TASK DATA:
====

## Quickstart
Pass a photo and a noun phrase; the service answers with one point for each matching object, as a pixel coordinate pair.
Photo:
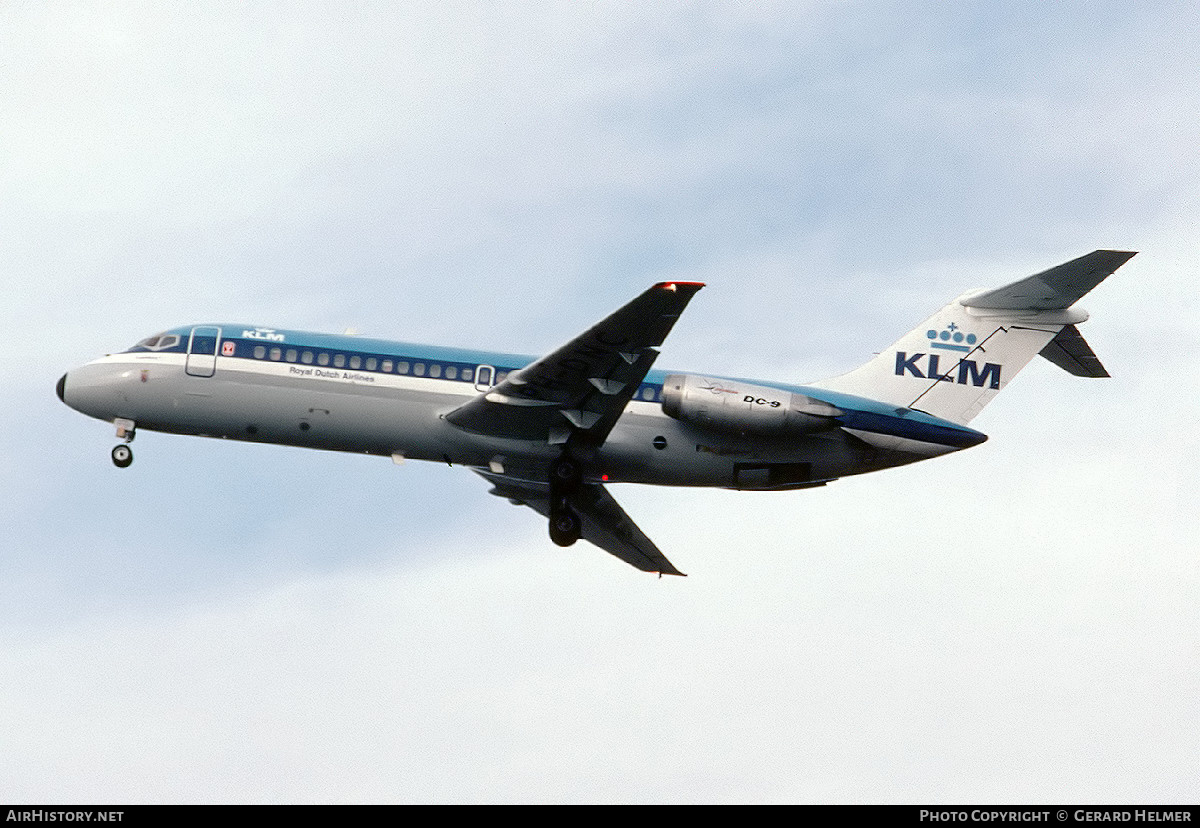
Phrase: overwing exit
(551, 432)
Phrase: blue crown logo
(951, 339)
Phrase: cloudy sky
(237, 623)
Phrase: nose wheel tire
(123, 456)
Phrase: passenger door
(202, 351)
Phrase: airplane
(550, 432)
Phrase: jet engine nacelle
(727, 406)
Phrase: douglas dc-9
(550, 432)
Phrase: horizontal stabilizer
(1056, 288)
(1069, 351)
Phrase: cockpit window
(159, 342)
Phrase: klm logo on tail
(969, 371)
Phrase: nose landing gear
(123, 455)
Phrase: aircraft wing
(582, 388)
(605, 523)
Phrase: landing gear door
(202, 351)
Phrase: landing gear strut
(565, 477)
(123, 455)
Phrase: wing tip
(679, 286)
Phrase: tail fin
(965, 354)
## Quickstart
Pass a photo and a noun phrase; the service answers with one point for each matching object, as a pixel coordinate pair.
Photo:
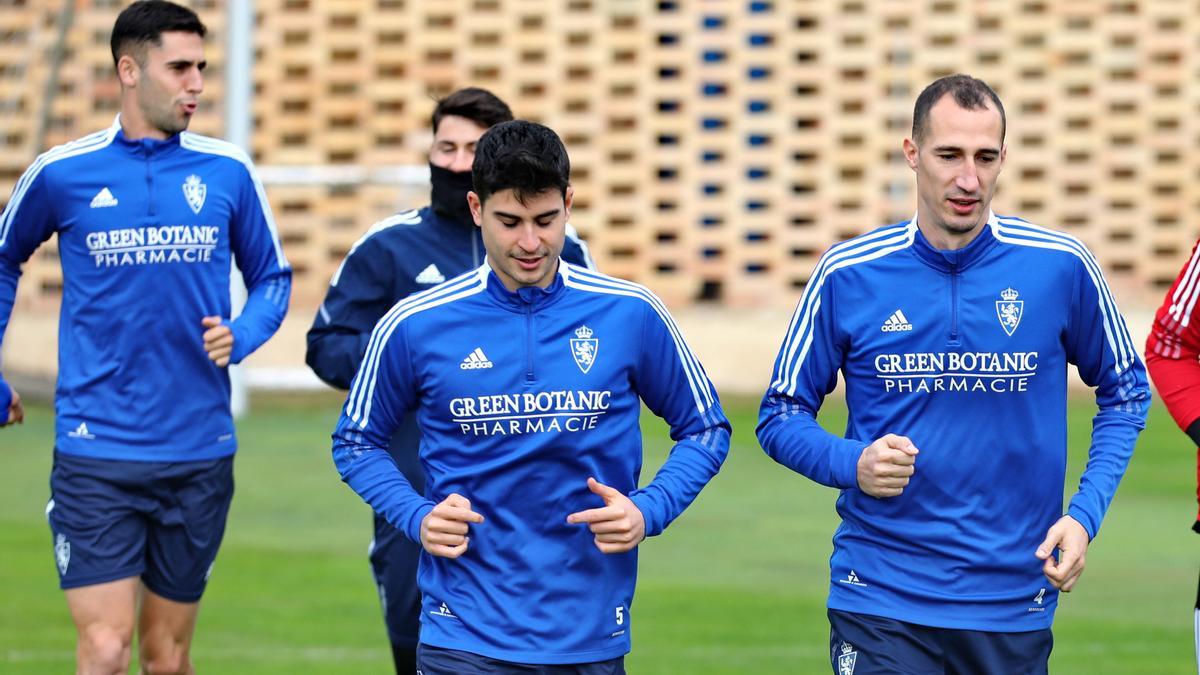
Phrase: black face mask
(450, 190)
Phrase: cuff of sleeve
(1081, 518)
(240, 344)
(845, 465)
(651, 518)
(413, 527)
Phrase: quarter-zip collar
(960, 258)
(145, 147)
(528, 298)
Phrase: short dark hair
(480, 106)
(144, 22)
(969, 93)
(523, 156)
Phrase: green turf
(737, 585)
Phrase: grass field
(737, 585)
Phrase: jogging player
(1171, 351)
(400, 256)
(526, 377)
(953, 332)
(149, 220)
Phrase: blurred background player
(1171, 351)
(527, 377)
(149, 220)
(954, 332)
(402, 255)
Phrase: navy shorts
(162, 521)
(437, 661)
(394, 560)
(395, 557)
(861, 644)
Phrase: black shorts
(437, 661)
(861, 644)
(162, 521)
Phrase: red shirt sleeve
(1173, 347)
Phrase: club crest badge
(1009, 310)
(195, 192)
(846, 659)
(63, 553)
(583, 348)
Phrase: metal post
(238, 118)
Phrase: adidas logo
(852, 579)
(444, 611)
(103, 198)
(897, 323)
(430, 275)
(475, 360)
(81, 431)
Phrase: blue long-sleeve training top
(406, 254)
(520, 398)
(964, 352)
(148, 231)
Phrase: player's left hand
(217, 340)
(1069, 537)
(618, 525)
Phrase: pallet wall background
(718, 145)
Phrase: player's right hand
(444, 529)
(16, 410)
(886, 466)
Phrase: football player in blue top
(527, 377)
(149, 220)
(399, 256)
(953, 333)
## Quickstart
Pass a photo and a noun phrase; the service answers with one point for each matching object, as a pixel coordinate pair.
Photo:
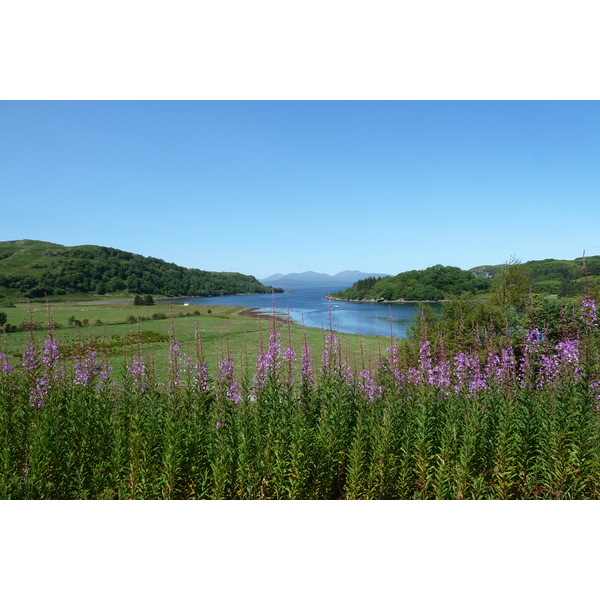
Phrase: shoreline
(387, 301)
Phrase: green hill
(553, 276)
(549, 276)
(434, 283)
(34, 269)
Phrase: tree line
(100, 270)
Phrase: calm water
(308, 305)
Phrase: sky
(261, 187)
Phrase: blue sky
(282, 186)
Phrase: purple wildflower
(307, 378)
(137, 372)
(268, 364)
(88, 369)
(227, 381)
(588, 312)
(5, 367)
(366, 384)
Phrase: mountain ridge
(317, 279)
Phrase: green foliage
(511, 286)
(37, 269)
(432, 284)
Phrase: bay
(309, 306)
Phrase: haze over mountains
(317, 279)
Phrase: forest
(563, 278)
(37, 269)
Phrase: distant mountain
(34, 269)
(344, 278)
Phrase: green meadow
(117, 329)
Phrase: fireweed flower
(174, 372)
(500, 368)
(331, 355)
(290, 357)
(306, 373)
(226, 379)
(439, 376)
(392, 364)
(366, 384)
(268, 364)
(88, 369)
(595, 389)
(137, 371)
(44, 375)
(29, 363)
(588, 313)
(5, 367)
(531, 353)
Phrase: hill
(552, 276)
(434, 283)
(33, 269)
(549, 276)
(344, 278)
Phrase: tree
(511, 286)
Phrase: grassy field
(118, 327)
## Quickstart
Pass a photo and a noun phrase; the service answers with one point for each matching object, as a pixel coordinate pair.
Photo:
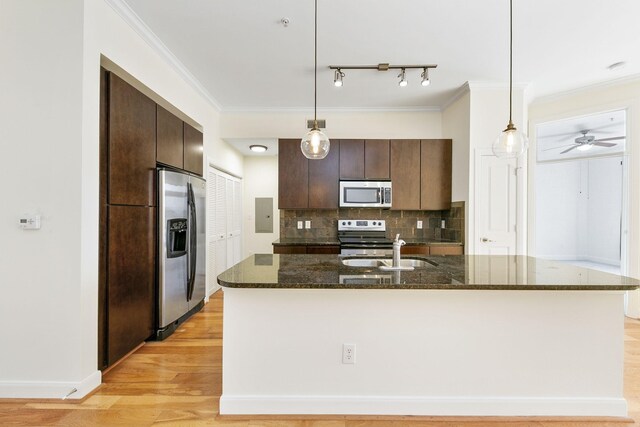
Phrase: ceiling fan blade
(610, 139)
(556, 148)
(569, 149)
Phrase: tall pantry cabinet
(127, 218)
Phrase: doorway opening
(580, 191)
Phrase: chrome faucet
(397, 244)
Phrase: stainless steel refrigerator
(181, 248)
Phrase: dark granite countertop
(334, 241)
(306, 242)
(480, 272)
(430, 242)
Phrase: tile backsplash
(324, 222)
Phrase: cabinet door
(132, 145)
(324, 180)
(435, 155)
(352, 158)
(293, 249)
(131, 278)
(376, 159)
(193, 149)
(169, 139)
(293, 175)
(405, 174)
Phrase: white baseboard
(445, 406)
(50, 389)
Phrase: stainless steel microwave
(365, 194)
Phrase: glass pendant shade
(315, 144)
(510, 143)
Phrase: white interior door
(496, 205)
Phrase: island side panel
(423, 352)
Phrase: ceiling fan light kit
(425, 80)
(511, 142)
(315, 144)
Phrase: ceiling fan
(585, 142)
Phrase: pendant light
(315, 144)
(511, 142)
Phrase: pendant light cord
(315, 67)
(510, 57)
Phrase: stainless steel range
(363, 237)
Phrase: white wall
(41, 292)
(260, 180)
(616, 95)
(558, 210)
(50, 104)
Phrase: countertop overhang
(478, 272)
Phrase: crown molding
(582, 89)
(138, 25)
(306, 110)
(459, 93)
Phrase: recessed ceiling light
(616, 65)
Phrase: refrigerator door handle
(193, 242)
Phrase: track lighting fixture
(403, 78)
(339, 74)
(337, 80)
(425, 77)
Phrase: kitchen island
(463, 335)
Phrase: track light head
(425, 77)
(337, 79)
(403, 78)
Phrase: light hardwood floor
(177, 382)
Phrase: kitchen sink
(387, 262)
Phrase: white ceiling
(247, 60)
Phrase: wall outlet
(348, 353)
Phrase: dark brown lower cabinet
(130, 280)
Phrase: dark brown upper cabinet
(293, 175)
(170, 139)
(405, 174)
(193, 149)
(435, 155)
(351, 158)
(324, 191)
(132, 145)
(364, 159)
(376, 159)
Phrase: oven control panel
(361, 225)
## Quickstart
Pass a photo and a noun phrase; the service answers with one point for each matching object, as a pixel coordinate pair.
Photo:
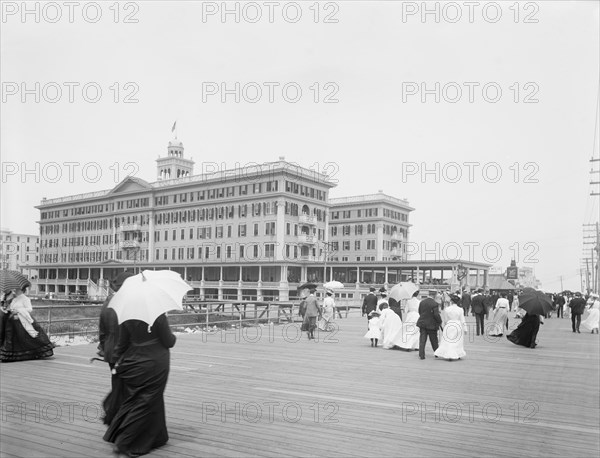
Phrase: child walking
(374, 333)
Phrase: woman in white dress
(591, 322)
(390, 325)
(408, 338)
(452, 343)
(498, 325)
(374, 333)
(325, 323)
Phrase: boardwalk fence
(67, 321)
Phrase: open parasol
(403, 290)
(148, 295)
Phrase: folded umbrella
(308, 285)
(334, 284)
(148, 295)
(535, 302)
(403, 290)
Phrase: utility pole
(561, 287)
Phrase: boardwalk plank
(407, 407)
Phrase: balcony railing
(308, 219)
(307, 239)
(129, 227)
(129, 244)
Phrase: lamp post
(326, 255)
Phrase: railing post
(49, 319)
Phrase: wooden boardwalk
(270, 394)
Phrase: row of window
(141, 202)
(203, 232)
(205, 252)
(368, 213)
(201, 214)
(8, 238)
(358, 229)
(217, 193)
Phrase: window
(269, 250)
(270, 228)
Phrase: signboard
(512, 273)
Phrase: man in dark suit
(369, 303)
(108, 333)
(429, 321)
(577, 305)
(465, 302)
(478, 309)
(559, 301)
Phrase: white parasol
(403, 290)
(148, 295)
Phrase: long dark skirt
(113, 400)
(309, 324)
(18, 345)
(139, 425)
(526, 332)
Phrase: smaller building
(19, 252)
(371, 227)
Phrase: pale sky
(375, 60)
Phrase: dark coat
(577, 305)
(369, 303)
(429, 315)
(108, 332)
(478, 303)
(466, 300)
(395, 306)
(312, 307)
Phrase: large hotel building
(248, 233)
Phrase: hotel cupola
(174, 165)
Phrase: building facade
(369, 228)
(19, 252)
(248, 233)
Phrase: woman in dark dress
(143, 369)
(21, 337)
(526, 332)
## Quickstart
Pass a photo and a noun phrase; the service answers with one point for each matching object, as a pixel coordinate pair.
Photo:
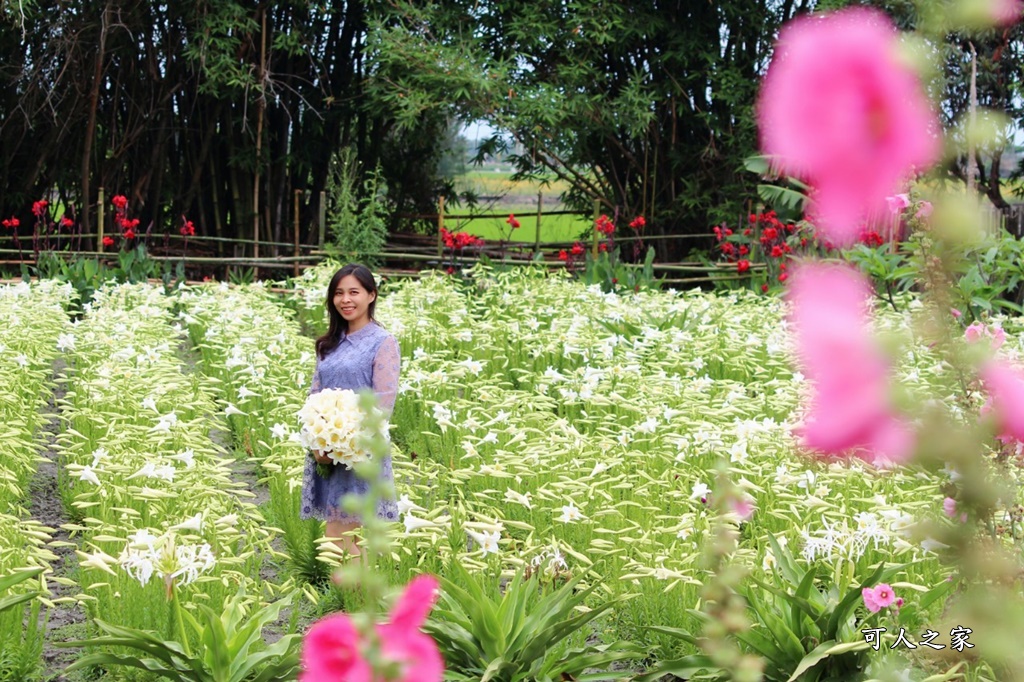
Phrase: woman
(355, 352)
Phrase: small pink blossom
(877, 598)
(331, 650)
(1005, 12)
(1006, 388)
(949, 507)
(841, 110)
(850, 411)
(898, 203)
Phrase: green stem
(180, 622)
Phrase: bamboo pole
(323, 218)
(99, 222)
(540, 209)
(440, 226)
(297, 193)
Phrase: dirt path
(67, 621)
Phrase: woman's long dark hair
(339, 325)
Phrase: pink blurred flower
(331, 650)
(850, 410)
(898, 203)
(842, 111)
(1005, 12)
(976, 332)
(1006, 388)
(949, 507)
(882, 596)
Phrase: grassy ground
(504, 196)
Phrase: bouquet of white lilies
(334, 424)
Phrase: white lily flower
(569, 513)
(88, 474)
(513, 496)
(486, 541)
(231, 410)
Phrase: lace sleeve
(314, 387)
(387, 364)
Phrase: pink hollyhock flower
(1005, 12)
(898, 203)
(949, 507)
(850, 410)
(331, 650)
(1006, 387)
(877, 598)
(842, 111)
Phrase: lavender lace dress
(367, 358)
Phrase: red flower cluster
(605, 226)
(577, 251)
(127, 226)
(459, 240)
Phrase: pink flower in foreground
(882, 596)
(850, 410)
(331, 650)
(949, 507)
(1006, 387)
(842, 111)
(1005, 12)
(898, 203)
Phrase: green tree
(646, 108)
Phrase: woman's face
(352, 301)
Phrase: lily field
(541, 427)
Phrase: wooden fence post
(323, 218)
(440, 226)
(297, 193)
(99, 222)
(540, 208)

====

YOUR INSTRUCTIONS: Only the lines from the one containing "Phrase: smaller building" through the end of the listing are to be quoted, exactly and with both ends included; pictures are left out.

PROBLEM SOLUTION:
Phrase: smaller building
(19, 252)
(371, 227)
Phrase: pale sky
(375, 60)
Phrase: dark coat
(577, 305)
(369, 303)
(429, 315)
(108, 332)
(478, 303)
(466, 300)
(395, 306)
(312, 307)
Phrase: large hotel building
(248, 233)
Phrase: hotel cupola
(174, 165)
Phrase: building facade
(369, 228)
(19, 252)
(248, 233)
Phrase: woman in dark dress
(143, 369)
(21, 337)
(526, 332)
## Quickstart
Pass a photo and a noun phrase; the service answers with one point for each matching object, as a pixel coordinate pair.
Photo:
Phrase: woman
(355, 352)
Phrase: small pink blossom
(877, 598)
(331, 650)
(1005, 12)
(1006, 388)
(949, 507)
(841, 110)
(850, 411)
(898, 203)
Phrase: green stem
(180, 622)
Phrase: bamboo pole
(323, 218)
(99, 222)
(540, 209)
(440, 226)
(297, 193)
Phrase: dirt path
(67, 621)
Phrase: woman's long dark hair
(339, 325)
Phrase: pink blurred flower
(331, 650)
(850, 410)
(898, 203)
(842, 111)
(1005, 12)
(976, 332)
(1006, 388)
(949, 507)
(882, 596)
Phrase: grassy ground
(504, 196)
Phrase: bouquet of white lilies
(334, 424)
Phrase: white lily flower
(569, 513)
(88, 474)
(513, 496)
(486, 541)
(231, 410)
Phrase: lace sleeve
(314, 387)
(387, 364)
Phrase: pink hollyhock flower
(1005, 12)
(898, 203)
(949, 507)
(850, 410)
(331, 650)
(1006, 387)
(877, 598)
(842, 111)
Phrase: lavender lace dress
(367, 358)
Phrase: red flower cluster
(605, 226)
(577, 251)
(127, 226)
(459, 240)
Phrase: pink flower in foreground
(882, 596)
(850, 410)
(331, 650)
(949, 507)
(1006, 387)
(842, 111)
(1005, 12)
(898, 203)
Phrase: green tree
(646, 108)
Phrase: woman's face
(352, 301)
Phrase: lily field
(541, 427)
Phrase: wooden fence post
(323, 218)
(440, 226)
(297, 193)
(99, 222)
(540, 208)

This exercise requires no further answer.